begin Material to process
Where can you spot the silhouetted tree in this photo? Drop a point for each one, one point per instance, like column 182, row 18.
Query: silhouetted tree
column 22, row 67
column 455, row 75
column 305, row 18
end Material to process
begin Material to process
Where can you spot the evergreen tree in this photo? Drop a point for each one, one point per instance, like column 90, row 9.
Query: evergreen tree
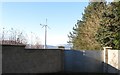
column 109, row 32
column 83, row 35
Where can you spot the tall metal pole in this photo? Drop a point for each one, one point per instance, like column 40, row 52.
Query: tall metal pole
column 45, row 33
end Material to process
**Task details:**
Reproduce the stretch from the line containing "Where can you spot the evergreen" through the line containing "column 45, row 33", both lines included, keeping every line identical to the records. Omit the pictures from your answer.

**Result:**
Where can you spot the evergreen tree in this photo? Drop a point for each one, one point per instance, like column 90, row 9.
Query: evergreen tree
column 109, row 32
column 83, row 35
Where can you spot the tall metal pole in this photo? Drop a point for each one, one point per instance, like column 40, row 52.
Query: tall metal pole
column 45, row 33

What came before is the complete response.